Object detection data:

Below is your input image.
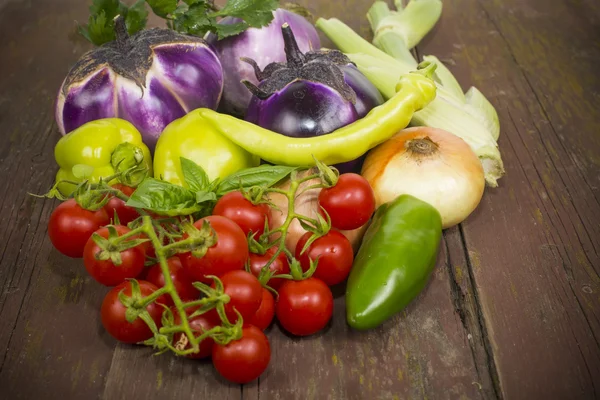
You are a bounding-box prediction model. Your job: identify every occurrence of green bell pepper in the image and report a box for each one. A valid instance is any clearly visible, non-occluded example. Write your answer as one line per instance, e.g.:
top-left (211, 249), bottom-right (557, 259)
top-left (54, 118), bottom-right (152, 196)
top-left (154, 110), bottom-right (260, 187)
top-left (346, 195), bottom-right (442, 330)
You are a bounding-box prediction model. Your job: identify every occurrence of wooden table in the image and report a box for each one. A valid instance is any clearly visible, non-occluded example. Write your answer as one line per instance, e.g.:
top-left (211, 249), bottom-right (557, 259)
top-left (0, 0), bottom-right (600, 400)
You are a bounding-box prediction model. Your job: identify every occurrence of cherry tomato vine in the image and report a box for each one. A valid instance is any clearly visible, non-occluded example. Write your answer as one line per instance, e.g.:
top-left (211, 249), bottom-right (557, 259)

WHAT THE EXERCISE ASKS :: Rewrite the records above as a Markdown table with the columns Row and Line, giving each line its own numbered row and skipping blank lines. Leave the pictures out.

ANSWER IN FULL ::
| Row | Line |
|---|---|
| 1 | Below is your input image. |
| 2 | You are a bounding-box prediction model. Your job: identify every occurrence of green bell pepper in the image and report a box for each one. A valid instance is any clearly visible, non-occluded example. Write your answer as one line per instance, e.g.: |
| 3 | top-left (211, 249), bottom-right (557, 259) |
| 4 | top-left (54, 118), bottom-right (152, 196) |
| 5 | top-left (154, 110), bottom-right (260, 187) |
| 6 | top-left (346, 195), bottom-right (442, 330) |
| 7 | You are a bounding-box prediction model. Your job: identify every occurrence of wooden table in the image and report a box for each one. A valid instance is any clearly visible, non-occluded example. Write your answer as one line per instance, e.g.: |
| 8 | top-left (211, 249), bottom-right (557, 259) |
| 9 | top-left (0, 0), bottom-right (600, 400) |
| 10 | You are a bounding-box prediction model. Your job: identify every occurrence of cherry tomato vine in the image and report a box for each one. A valid instance is any clearly visible, non-occluded example. Write your answer as one line per instance, e.g.: |
| 11 | top-left (211, 249), bottom-right (557, 259) |